By Sara Mayo and Don Jaffray
Social Planning and Research Council of Hamilton
The vision and design for the development of the Barton-Tiffany lands adopted by City Council recently will make for a walkable, modern, attractive, and desirable neighbourhood: everything that will make its property values among the highest in Hamilton. But is an expensive and exclusive enclave the best choice for new development in our City? Recently completed local planning processes would suggest not.
The city has policy tools at its disposal and outlined in Hamilton’s Housing and Homelessness Action Plan (adopted by Council last year) to ensure that instead of being out of reach for most, Barton-Tiffany joins many others Hamilton neighbourhoods and becomes an inclusive, mixed-income community.
These tools to increase affordable housing can help not just those living in poverty but also middle income families who are struggling to pay a larger and larger share of their income on rent or mortgage payments The city defines households who need more affordable housing as residents with a household income under $68,000 and paying more than 30% of their income on shelter costs.
If Council does not use these policy tools, their own report warned that in 10 years there would be major negative social and economic repercussions. The waiting list for social housing would grow from about 5,600 households today, to over 10,000 households. Hamilton would lose one of its key competitive advantages – housing affordability. This competitive advantage currently attracts many skilled professionals and employers who want to re-locate to Hamilton. Without more affordable housing in the City, Hamilton’s rental market will become tighter with lower vacancy rates and higher rents.

- RECORD EXCERPTS
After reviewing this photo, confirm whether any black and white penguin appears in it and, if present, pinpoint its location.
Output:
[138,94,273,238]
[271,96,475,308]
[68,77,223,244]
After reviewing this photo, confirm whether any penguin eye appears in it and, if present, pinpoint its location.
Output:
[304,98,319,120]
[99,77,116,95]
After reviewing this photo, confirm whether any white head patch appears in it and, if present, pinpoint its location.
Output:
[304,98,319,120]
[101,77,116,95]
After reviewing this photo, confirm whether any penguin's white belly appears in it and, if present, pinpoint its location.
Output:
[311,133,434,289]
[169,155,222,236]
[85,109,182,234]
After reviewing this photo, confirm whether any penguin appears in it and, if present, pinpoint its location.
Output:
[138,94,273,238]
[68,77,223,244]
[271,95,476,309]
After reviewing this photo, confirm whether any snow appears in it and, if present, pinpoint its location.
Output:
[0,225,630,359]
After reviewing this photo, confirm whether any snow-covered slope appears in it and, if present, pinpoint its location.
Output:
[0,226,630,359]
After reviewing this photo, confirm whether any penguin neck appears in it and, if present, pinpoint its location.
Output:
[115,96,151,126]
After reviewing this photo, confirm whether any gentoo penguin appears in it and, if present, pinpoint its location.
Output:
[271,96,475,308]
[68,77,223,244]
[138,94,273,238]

- ACTIVITY
Continue the opinion piece on affordable housing and the Barton-Tiffany lands from the point where it stops.

- ANSWER SPACE
The first tool is the simplest and already baked into the Barton-Tiffany plan. Due to the engagement and dedication of North End neighbourhood leaders on this issue, Council adopted policies recommend that Barton-Tiffany include affordable housing on 25% of the city-owned land, which is about half of the land available for development. For example, the city could set conditions of sale on land it sells to private developers to require affordable housing.
The second tool applies to privately held land, and is called “density bonusing” – essentially the city trading something developers want (such as higher buildings or tax holidays for example) for something the city wants (in this case a specified number of affordable housing units). In Barton-Tiffany, reducing parking requirements might be a perfect trade-off for more affordable housing. The walkability of the neighbourhood and proximity to transit means many families will want to live car-free or car-lite and buildings won’t need as much parking as in other neighbourhoods. The city should set a target in negotiations with private developers in Barton-Tiffany to match the city’s commitment and ensure 25% of owned and rented units on privately-held land be set at an affordable price.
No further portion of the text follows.